[START Records to process]
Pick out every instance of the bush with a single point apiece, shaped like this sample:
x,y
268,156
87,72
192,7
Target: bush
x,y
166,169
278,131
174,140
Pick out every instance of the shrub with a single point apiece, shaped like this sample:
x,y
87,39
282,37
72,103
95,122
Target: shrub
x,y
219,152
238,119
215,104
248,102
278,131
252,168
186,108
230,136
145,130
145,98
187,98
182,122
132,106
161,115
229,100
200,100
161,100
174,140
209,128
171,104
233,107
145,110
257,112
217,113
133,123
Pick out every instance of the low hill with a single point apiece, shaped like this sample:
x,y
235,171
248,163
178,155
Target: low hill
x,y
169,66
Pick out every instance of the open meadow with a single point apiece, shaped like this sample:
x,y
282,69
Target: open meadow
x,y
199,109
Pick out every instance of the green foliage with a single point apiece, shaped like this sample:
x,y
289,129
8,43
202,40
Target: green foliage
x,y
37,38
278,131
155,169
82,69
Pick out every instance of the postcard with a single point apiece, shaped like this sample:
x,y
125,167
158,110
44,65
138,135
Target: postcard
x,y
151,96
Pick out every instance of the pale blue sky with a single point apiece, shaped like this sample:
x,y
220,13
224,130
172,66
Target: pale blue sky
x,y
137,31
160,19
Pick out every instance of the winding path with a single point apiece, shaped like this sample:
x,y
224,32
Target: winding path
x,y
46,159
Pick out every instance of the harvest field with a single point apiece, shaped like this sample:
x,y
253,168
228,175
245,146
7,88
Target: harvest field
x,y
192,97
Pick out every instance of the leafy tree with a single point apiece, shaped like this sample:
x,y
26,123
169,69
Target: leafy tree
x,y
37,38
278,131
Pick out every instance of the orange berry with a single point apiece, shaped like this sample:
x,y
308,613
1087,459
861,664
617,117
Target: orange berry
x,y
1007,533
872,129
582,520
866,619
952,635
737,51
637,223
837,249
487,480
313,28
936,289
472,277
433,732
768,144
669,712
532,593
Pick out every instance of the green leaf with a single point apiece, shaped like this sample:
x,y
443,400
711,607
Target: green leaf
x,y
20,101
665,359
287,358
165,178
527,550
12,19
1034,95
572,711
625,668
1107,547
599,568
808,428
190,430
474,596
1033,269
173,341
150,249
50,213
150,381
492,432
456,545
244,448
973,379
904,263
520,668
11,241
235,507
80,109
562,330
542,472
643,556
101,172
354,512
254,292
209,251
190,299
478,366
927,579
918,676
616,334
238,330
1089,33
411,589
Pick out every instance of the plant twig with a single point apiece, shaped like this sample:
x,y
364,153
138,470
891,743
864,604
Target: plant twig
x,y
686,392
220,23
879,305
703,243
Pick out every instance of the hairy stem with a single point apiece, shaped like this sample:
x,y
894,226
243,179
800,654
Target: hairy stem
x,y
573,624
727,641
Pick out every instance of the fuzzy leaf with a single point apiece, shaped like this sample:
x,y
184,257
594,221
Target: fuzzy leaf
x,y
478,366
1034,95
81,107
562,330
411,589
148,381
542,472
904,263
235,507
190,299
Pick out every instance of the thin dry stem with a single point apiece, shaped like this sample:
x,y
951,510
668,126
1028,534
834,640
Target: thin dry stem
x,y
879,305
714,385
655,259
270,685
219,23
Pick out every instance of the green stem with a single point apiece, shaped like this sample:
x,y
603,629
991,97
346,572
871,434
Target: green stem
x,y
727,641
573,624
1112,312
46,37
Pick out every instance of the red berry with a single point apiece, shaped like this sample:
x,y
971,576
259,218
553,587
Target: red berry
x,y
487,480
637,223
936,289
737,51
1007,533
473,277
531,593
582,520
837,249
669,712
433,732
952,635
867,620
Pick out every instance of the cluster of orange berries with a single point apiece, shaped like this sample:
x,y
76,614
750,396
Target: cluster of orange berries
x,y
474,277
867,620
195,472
[END Records to process]
[START Records to process]
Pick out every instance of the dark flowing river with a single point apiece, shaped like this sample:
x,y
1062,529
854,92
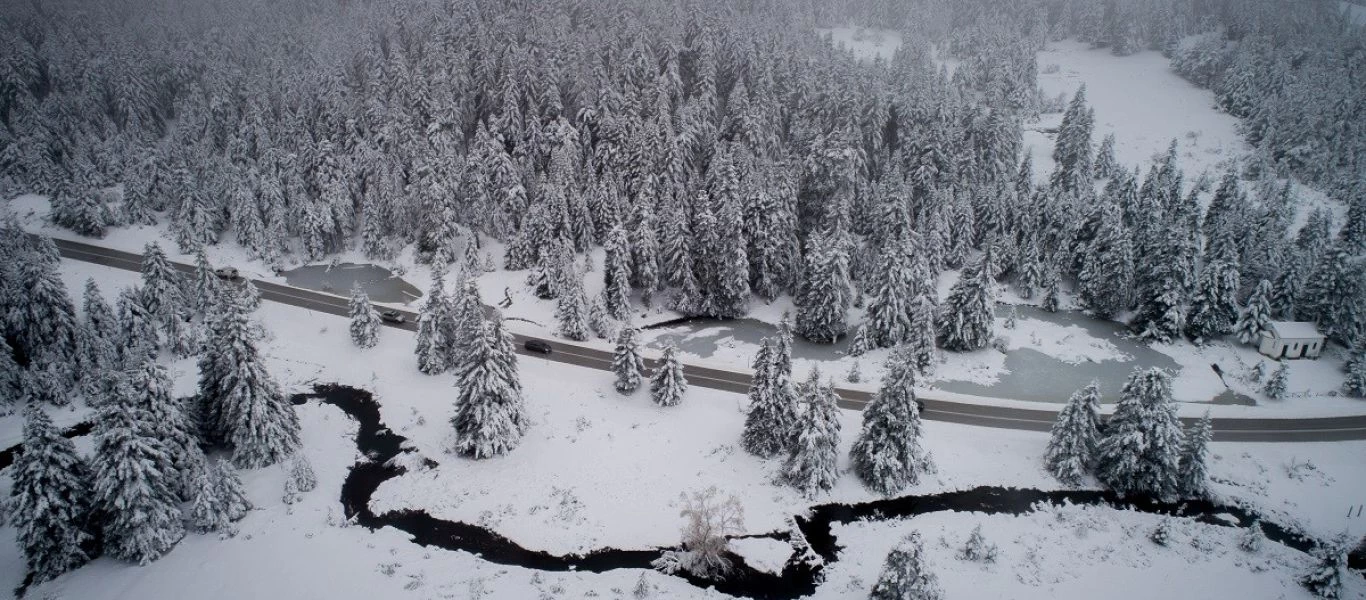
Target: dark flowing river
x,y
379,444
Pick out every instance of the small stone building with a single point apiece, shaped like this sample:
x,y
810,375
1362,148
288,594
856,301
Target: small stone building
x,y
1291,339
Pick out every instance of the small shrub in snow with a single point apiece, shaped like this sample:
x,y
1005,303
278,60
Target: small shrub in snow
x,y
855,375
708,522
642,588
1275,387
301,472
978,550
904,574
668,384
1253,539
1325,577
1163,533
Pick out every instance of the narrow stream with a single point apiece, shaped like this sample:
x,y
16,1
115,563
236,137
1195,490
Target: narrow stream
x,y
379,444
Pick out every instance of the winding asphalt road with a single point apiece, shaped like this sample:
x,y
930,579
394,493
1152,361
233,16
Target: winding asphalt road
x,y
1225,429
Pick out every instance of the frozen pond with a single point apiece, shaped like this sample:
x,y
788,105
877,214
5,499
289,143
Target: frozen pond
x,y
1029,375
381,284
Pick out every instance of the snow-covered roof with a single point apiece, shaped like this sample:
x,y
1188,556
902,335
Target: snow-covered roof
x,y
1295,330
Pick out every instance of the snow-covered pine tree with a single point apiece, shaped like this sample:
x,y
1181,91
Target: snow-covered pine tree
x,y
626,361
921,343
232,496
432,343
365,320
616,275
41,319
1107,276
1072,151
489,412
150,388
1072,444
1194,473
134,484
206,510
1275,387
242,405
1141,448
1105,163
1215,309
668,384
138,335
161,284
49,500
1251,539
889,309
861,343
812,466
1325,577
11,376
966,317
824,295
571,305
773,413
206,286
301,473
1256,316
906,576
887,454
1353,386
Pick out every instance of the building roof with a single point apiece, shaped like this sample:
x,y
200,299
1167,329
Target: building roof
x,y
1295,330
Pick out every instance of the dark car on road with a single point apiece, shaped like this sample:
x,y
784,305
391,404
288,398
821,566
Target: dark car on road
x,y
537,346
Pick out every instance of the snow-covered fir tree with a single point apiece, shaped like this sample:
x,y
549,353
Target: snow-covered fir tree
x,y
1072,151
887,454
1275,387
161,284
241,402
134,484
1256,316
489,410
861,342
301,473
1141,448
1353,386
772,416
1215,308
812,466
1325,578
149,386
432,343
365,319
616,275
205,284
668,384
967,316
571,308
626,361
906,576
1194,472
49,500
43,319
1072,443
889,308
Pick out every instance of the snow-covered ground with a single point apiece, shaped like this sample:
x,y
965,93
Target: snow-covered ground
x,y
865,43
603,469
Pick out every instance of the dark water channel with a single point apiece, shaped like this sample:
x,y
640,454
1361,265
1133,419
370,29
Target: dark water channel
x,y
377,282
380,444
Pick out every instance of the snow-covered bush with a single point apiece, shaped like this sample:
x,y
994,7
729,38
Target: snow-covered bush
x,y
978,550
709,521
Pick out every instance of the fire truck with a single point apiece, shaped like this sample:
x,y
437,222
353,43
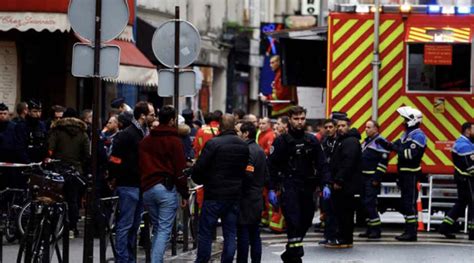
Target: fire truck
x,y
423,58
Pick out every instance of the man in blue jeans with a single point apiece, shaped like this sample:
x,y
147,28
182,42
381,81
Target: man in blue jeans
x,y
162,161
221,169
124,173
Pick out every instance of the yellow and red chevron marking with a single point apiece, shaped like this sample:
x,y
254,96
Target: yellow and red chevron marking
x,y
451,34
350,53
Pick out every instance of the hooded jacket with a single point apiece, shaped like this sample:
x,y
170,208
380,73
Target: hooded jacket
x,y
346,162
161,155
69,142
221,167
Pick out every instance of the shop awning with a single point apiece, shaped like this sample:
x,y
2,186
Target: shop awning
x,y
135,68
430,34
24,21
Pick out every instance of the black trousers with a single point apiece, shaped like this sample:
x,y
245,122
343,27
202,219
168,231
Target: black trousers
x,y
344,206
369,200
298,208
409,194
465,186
[END Records to process]
[START Records to process]
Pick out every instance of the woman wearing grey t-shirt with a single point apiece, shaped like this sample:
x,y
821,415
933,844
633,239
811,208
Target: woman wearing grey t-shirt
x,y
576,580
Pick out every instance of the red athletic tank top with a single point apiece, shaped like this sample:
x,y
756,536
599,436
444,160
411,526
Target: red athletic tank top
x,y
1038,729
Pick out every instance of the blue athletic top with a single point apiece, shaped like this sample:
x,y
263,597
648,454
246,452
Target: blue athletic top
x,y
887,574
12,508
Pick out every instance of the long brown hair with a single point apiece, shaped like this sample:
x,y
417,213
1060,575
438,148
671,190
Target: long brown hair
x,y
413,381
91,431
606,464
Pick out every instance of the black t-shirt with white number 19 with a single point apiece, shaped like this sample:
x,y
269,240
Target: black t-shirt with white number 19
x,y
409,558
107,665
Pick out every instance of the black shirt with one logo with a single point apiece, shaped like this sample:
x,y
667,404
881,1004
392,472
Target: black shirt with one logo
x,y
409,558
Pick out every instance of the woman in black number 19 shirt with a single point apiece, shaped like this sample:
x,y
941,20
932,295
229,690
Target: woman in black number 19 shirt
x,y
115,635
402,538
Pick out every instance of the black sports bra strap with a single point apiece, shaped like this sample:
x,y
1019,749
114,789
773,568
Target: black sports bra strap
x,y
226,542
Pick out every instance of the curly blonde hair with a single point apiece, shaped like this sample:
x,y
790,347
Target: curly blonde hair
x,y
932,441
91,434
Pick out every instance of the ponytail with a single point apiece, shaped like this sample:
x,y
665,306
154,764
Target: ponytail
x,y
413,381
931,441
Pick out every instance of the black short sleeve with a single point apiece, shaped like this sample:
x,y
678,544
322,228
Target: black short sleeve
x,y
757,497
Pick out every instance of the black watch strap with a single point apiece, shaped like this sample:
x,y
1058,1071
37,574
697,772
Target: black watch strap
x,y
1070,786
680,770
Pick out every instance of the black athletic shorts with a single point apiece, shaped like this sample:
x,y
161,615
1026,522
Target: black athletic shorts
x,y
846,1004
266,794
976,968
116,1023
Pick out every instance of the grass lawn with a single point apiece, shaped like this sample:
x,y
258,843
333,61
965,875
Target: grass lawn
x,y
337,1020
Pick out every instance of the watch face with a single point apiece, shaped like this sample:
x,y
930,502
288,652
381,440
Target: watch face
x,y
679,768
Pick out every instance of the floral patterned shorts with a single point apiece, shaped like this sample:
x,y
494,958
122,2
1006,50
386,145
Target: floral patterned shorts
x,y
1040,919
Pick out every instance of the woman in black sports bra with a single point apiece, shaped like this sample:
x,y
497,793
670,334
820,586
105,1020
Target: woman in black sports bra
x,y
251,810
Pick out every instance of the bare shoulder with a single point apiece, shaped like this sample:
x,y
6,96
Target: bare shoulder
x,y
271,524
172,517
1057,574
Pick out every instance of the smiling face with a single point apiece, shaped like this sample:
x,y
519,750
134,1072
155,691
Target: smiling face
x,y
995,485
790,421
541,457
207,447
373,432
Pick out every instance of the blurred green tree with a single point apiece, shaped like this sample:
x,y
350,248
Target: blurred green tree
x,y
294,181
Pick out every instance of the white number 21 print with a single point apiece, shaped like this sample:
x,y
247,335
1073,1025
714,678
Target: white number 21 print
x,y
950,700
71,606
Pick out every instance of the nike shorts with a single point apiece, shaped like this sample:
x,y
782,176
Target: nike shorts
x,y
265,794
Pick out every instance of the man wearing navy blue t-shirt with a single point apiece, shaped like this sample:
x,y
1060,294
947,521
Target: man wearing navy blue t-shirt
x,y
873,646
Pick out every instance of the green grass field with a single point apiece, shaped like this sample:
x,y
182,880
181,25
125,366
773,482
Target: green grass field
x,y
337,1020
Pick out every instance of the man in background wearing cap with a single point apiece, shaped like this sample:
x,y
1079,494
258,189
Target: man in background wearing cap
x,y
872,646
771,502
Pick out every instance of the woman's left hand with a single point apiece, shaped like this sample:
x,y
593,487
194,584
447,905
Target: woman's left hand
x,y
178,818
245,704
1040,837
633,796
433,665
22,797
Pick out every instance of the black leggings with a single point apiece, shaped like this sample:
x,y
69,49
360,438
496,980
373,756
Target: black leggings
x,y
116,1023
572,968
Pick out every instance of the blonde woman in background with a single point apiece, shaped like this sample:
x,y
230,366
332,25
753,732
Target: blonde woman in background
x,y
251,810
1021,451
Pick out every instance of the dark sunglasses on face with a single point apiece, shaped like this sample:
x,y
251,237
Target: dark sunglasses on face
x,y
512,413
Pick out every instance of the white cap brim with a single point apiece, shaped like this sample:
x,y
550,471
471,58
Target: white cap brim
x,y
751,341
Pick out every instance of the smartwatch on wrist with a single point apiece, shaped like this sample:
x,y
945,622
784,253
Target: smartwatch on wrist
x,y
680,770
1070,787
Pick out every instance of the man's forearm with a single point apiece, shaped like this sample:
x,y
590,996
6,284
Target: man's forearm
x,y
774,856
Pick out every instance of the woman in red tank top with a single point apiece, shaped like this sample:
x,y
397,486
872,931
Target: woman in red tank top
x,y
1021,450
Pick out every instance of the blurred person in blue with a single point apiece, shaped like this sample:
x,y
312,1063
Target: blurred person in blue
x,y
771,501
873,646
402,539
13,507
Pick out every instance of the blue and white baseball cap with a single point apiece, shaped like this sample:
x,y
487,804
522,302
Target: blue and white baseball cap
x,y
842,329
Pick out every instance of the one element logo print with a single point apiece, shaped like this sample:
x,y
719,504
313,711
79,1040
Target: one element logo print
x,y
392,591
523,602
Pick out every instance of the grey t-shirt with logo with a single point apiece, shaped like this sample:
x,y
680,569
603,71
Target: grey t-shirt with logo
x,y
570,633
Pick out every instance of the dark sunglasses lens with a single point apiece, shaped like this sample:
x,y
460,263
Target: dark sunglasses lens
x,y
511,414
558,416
[END Records to process]
- _Stated goal_
Copy out every line of the material above that contains the word "chevron".

- _The answer_
Pick out every instance of the yellow and red chevron marking with a single point apiece, shaped like this sample:
Target: yellow and red chevron marking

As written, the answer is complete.